Sus fracasos repetidos y humillantes para acceder a un sillón en la Academia; la publicación en 1912 de uno de sus libros fundamentales, Castilla, que completa el ciclo inaugurado con Los pueblos y La ruta de Don Quijote; los cuatro artículos de 1912 en los que reivindicó la existencia de una muy discutible Generación del 98, que se integrarían ese mismo año en Clásicos y modernos; su regreso a la novela en 1922 con Don Juan; sus desencuentros con Juan Ramón Jiménez -que le reprochó que su posición era “de una inmoralidad insostenible. Hay ya que faltarle a usted el respeto. En su ABC y en su PEN, viene usted haciendo una defensa llana de lo fácil, de lo feo, de lo vulgar”-; su ingreso en la Academia en 1924 con un largo discurso (en realidad, un libro): Una hora de España; sus incursiones en el teatro superrealista, con tres obras que contrastan con la reivindicación de la tradición clásica en su prosa; sus tres inesperadas novelas experimentales y vanguardistas de finales de los años veinte; su salida de ABC y su paso a El Sol, el periódico de Ortega y Gasset, con quien comparte su decepción con la República; sus actitudes cambiantes y confusas ante la política republicana; su salida de España al iniciarse la guerra para instalarse en París, donde comparte exilio con Baroja; sus cartas a Franco y su regreso en agosto de 1939 para publicar en noviembre en ABC una “Elegía a José Antonio” y colaborar en Arriba, órgano de FET y de la JONS, o en las revistas Escorial y Vértice; su exaltación del Caudillo en varios artículos; su “falta de seriedad moral”, en palabras de un indignado Fernández Almagro; su vida monótona en el Madrid de la posguerra, convertido en “antología de sí mismo”, en expresión de González-Ruano; la memoria personal de Valencia, la memoria generacional de Madrid y la memoria del exilio de París; su retirada de las letras, su vejez solitaria y su afición al cine y la acumulación de reconocimientos son algunos de los episodios que aborda en su obra Francisco  Fuster, que ha puesto al frente de ella esta pertinente cita de Ortega y Gasset: “La biografía es eso: sistema en que se unifican las contradicciones de una existencia.”

Datos de expresiones referenciales:

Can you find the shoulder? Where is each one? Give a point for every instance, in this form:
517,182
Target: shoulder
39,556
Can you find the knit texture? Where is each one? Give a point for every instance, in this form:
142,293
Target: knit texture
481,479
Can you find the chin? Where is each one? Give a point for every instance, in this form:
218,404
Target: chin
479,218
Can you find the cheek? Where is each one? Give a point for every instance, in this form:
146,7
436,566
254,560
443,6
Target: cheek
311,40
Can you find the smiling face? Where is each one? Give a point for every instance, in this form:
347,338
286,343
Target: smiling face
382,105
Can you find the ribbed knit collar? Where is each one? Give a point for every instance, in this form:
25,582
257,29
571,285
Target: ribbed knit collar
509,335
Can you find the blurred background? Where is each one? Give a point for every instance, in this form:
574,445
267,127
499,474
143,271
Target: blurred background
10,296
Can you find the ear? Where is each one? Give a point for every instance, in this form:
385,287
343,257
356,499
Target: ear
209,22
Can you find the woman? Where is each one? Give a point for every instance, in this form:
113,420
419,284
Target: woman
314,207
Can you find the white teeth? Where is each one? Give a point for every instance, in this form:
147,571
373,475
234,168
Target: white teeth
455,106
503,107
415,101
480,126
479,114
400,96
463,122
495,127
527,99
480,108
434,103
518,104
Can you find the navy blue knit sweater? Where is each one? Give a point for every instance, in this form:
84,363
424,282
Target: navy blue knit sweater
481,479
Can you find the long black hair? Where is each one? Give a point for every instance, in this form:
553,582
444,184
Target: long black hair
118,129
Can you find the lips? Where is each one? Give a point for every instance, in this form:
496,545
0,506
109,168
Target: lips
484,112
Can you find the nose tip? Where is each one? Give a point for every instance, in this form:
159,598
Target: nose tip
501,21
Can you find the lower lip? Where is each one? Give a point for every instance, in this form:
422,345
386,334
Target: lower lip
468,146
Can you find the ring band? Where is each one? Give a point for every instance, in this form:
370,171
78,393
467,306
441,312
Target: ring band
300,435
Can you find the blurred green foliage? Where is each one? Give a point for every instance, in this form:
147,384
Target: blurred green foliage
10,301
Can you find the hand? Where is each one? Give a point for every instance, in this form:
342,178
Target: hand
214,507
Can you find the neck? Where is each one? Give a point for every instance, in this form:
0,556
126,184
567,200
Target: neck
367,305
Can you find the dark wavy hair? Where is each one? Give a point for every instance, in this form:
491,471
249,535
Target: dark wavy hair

--

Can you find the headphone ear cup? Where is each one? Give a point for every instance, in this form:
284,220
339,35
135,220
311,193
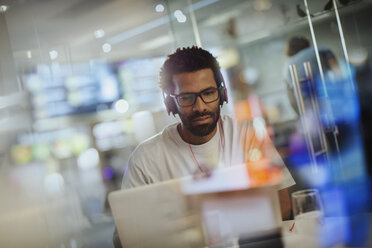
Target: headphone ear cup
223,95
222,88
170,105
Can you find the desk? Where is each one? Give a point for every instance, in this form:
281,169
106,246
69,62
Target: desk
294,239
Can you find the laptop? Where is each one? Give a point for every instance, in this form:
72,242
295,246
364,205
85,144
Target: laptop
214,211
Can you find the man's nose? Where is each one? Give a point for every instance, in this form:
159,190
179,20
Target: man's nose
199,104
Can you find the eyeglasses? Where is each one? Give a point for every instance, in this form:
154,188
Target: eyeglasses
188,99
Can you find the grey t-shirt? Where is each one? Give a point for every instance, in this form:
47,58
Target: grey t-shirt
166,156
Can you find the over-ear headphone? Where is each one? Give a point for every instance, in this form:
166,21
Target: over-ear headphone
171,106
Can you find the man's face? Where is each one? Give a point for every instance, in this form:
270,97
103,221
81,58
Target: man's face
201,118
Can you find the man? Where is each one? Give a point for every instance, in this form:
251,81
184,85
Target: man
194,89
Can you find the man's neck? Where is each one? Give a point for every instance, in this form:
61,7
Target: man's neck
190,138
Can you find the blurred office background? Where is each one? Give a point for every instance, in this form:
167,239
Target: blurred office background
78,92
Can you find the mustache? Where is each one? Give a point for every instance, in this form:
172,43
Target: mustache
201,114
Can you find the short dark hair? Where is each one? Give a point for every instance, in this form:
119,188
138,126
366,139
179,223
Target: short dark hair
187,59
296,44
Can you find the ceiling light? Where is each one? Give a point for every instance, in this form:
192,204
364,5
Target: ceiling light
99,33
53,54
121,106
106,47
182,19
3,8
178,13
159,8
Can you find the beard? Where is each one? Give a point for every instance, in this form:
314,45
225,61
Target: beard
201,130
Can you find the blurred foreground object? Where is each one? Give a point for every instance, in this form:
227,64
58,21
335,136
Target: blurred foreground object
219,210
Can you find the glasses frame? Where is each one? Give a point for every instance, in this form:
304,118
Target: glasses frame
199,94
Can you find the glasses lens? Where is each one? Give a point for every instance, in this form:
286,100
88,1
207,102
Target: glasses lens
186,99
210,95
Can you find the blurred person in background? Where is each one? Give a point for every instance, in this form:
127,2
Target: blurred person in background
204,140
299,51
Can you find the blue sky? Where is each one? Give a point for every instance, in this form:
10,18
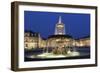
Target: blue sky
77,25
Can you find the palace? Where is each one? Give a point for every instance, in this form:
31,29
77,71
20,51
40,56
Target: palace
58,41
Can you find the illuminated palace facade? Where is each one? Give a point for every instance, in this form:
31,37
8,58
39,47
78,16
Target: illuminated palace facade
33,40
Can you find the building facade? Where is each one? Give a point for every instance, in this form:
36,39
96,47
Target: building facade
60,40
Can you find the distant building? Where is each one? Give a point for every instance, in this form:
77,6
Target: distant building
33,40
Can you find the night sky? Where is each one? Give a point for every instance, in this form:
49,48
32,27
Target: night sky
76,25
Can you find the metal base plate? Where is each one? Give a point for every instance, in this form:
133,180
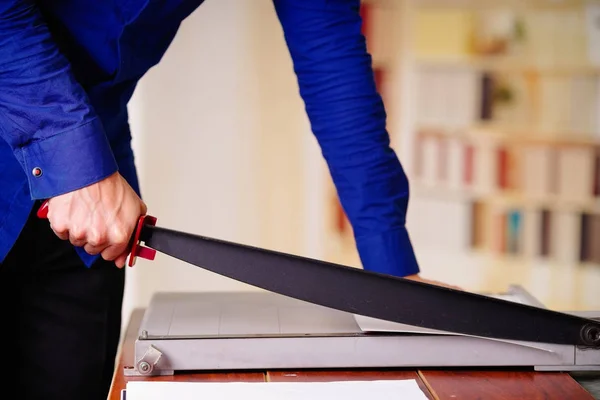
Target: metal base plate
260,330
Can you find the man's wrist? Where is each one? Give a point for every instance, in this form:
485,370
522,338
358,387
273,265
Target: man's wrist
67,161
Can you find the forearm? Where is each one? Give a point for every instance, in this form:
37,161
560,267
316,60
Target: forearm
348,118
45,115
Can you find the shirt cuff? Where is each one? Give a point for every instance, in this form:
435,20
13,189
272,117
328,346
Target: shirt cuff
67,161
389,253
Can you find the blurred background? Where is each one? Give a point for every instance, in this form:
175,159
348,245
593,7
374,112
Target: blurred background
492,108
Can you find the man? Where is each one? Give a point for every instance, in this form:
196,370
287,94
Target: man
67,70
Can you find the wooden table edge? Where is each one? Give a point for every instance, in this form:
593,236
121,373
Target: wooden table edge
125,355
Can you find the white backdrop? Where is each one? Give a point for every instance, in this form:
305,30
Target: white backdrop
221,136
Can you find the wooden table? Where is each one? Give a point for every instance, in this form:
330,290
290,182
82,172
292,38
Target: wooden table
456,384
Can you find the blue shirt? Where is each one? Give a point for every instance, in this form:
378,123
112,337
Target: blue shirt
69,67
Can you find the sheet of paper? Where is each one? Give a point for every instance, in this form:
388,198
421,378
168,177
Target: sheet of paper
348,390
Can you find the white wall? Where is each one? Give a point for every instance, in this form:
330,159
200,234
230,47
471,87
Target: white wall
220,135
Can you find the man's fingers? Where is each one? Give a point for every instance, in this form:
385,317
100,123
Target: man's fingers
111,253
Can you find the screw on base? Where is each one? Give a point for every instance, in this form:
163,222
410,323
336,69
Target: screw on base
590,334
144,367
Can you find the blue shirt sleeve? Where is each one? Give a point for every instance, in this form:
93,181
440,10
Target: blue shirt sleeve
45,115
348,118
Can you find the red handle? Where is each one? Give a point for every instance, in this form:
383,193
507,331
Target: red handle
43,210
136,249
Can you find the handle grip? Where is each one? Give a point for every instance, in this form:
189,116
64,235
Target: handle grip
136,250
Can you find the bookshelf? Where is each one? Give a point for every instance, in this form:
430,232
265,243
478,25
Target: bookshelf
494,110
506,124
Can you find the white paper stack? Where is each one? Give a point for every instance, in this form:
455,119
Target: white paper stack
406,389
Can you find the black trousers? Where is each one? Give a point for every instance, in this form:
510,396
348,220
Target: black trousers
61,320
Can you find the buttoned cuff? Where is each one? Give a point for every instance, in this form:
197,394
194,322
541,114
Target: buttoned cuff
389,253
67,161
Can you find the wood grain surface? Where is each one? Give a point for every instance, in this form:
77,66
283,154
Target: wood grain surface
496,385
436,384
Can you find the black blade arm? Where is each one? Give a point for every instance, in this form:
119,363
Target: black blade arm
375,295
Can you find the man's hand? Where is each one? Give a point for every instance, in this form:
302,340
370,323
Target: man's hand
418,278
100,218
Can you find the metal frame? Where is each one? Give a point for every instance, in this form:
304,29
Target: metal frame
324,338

## ENUNCIADO:
Decide si estas afirmaciones coinciden con el texto de la página: (a) el regreso a la novela llegó en 1922 con Don Juan; (b) al empezar la guerra, la salida de España fue para instalarse en Londres; (c) el ingreso en la Academia, en 1924, se hizo con un discurso breve. Responde sí o no a cada una y cita textualmente las palabras que lo deciden. El listado no hace falta para este ejercicio.

## RESPUESTA:
(a) Sí: "su regreso a la novela en 1922 con Don Juan".
(b) No: "su salida de España al iniciarse la guerra para instalarse en París".
(c) No: "su ingreso en la Academia en 1924 con un largo discurso".